# [Your tasks]
a) What subject line appears on the original message quoted in the email?
b) Please translate this sentence from the email into Spanish: "I certainly agree that intentional harm of a purely malicious nature is to be discouraged."

# [Source]
********************

Don't like what Cogent is doing but just to bring this back to reality Matthew 
and others out there... What content do you think Google has or any other big 
content provider that is IPV6 only or gives an IPV6 only response to a query 
from Cogent that would not work via normal IPV4 routes and IP's.. Till we have 
exclusive content on IPV6 or it is a shorter, faster, bigger, better path then 
we are still fighting this uphill battle to get more adoption of IPV6 and it 
will not matter to the majority of Cogent customers that they can't get full 
IPV6 routes and connections from Cogent.

Robert Jacobs | Network Architect Director

Direct:  832-615-7742
Main:   832-615-8000
Fax:    713-510-1650

5959 Corporate Dr. Suite 3300; Houston, TX 77036



 

 

-----Original Message-----
From: NANOG [mailto:nanog-boun...@nanog.org] On Behalf Of Matthew D. Hardeman
Sent: Thursday, March 10, 2016 4:54 PM
To: Mark Andrews <ma...@isc.org>
Cc: North American Network Operators' Group <nanog@nanog.org>
Subject: Re: Cogent - Google - HE Fun

Mark,

I certainly agree that intentional harm of a purely malicious nature is to be 
discouraged.

********************

# [Position identification records]
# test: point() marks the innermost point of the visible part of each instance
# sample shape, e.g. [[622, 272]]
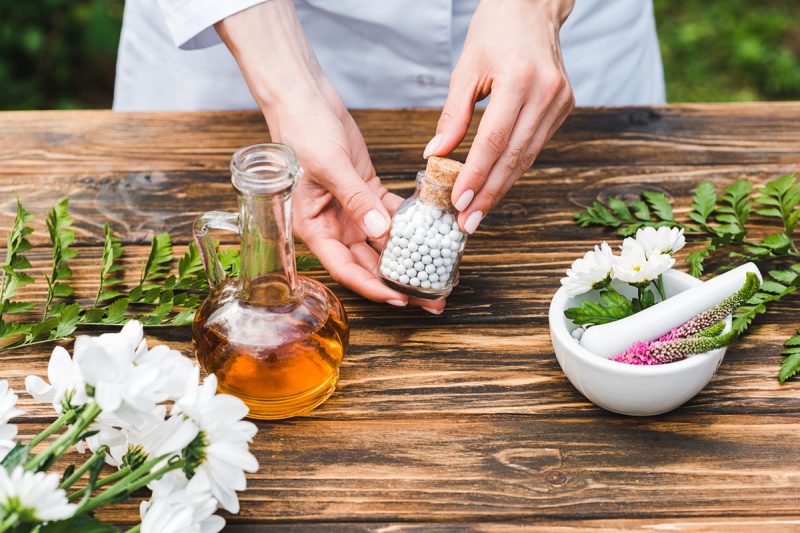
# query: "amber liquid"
[[281, 360]]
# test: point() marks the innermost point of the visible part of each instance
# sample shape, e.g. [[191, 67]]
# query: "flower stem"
[[99, 455], [133, 481], [43, 460], [61, 421], [10, 522], [659, 283], [111, 478]]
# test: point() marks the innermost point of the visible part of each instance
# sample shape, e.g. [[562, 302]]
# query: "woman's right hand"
[[341, 209]]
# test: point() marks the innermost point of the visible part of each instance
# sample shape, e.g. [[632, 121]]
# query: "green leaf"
[[159, 260], [704, 202], [613, 307], [659, 203], [115, 313]]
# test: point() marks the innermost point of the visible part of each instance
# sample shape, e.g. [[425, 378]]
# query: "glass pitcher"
[[273, 338]]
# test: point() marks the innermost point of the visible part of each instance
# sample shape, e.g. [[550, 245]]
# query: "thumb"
[[362, 205], [454, 121]]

********************

# [Results of the exercise]
a) Re: Cogent - Google - HE Fun

b) Sin duda estoy de acuerdo en que el daño intencionado de naturaleza puramente maliciosa debe desalentarse.